What is being asked: Could you copy every line of text in the entries below word for word, leaving the pictures out of your answer?

* Begin Given records *

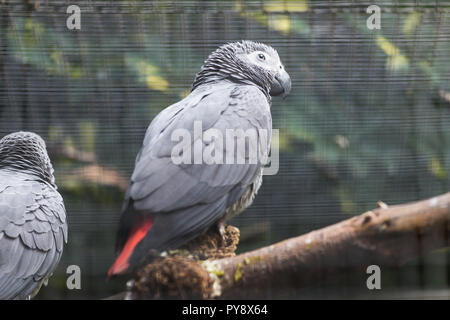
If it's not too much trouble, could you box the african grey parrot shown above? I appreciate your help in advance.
[0,132,67,299]
[108,41,291,276]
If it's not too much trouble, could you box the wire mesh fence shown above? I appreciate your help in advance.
[0,0,450,298]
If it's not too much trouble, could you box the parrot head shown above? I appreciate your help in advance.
[192,40,291,97]
[0,131,56,187]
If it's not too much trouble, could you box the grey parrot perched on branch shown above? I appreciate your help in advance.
[108,41,291,277]
[0,132,67,299]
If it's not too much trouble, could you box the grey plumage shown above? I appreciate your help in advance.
[0,132,67,299]
[110,41,290,274]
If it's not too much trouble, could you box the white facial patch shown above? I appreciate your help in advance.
[241,51,281,72]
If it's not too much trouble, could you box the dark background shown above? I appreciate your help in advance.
[0,0,450,299]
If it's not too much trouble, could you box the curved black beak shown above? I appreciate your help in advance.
[270,69,291,99]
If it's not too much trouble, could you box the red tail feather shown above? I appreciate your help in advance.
[108,217,153,279]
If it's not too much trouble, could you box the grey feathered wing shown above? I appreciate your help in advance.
[127,84,272,259]
[0,171,67,299]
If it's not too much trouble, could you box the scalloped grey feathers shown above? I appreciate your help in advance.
[0,132,67,299]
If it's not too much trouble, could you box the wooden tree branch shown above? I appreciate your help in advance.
[128,193,450,299]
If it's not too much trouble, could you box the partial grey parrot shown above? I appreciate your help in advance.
[108,41,291,276]
[0,132,67,299]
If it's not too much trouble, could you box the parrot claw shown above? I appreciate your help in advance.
[217,220,227,246]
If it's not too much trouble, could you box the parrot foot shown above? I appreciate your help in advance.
[217,220,227,247]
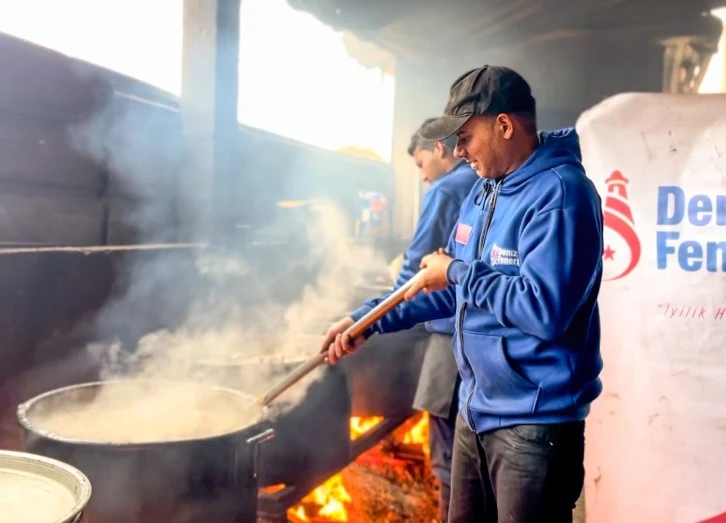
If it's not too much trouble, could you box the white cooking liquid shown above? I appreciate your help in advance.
[0,469,76,523]
[31,384,259,443]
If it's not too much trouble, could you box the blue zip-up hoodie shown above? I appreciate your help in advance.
[364,129,603,433]
[350,161,479,335]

* End Given records *

Answer below:
If it's not too much trouble, could you box the african grey parrot shown above? I appreciate your help in advance.
[0,132,67,299]
[108,41,291,276]
If it's not too much trouble, could you box the wire mesh fence shown above? I appreciate your help in advance.
[0,0,450,298]
If it's not too much trouble, could you box the parrot head shown above? I appreciate your help in advance.
[192,40,291,97]
[0,131,56,187]
If it's not too much trouble, could you box the grey parrot perched on branch shown above? I appreciate your help in advance.
[108,41,291,277]
[0,132,67,299]
If it's not too much trouble, could you box the grey plumage shown above? I appreciate your help in advance.
[0,132,67,299]
[110,41,290,274]
If it's not too much trouble, could you box the white facial patch shown above? I appreciate your help in advance.
[241,51,281,72]
If it's not too much trouble, could you box the dark background shown above? I appreciate your help in advance.
[0,0,450,299]
If it's not too much trouble, could you box the curved black beak shown above? I appreciate your help in advance.
[270,69,291,99]
If it's not too much trouble, could you box the red tail feather shown above? I appreciate your help in advance.
[108,217,153,279]
If it's not too much trouble, could you box the grey feathered wing shown above? I appreciate your help in advance.
[127,84,272,259]
[0,171,67,299]
If it's not too much trouble, could you box the scalloped grey feathers shown above? I appreciate your help in advance.
[0,132,67,299]
If it's not too much trouble, could you box the wooden tree branch shown above? I appreciate your help in advance.
[128,193,450,299]
If it's not too much trouble, could you box the partial grey parrot shown above? I appreciate your help in advance.
[108,41,291,276]
[0,132,67,299]
If it's not too much trouble, could you box the parrot claw shown above? I appreciate your help in advance.
[217,220,227,246]
If it's not too much trouble, could you box the parrot foot shown above? I appreciate your help in advance.
[217,220,227,247]
If it's not too much trouble, could you box the white cooking liquid shown above? I appreciate your help in advance.
[0,469,76,523]
[31,384,259,443]
If it's not too much trouble, could you box the blue zip-up hoodie shown above? I appreciate your help in advance.
[364,129,603,433]
[350,161,479,335]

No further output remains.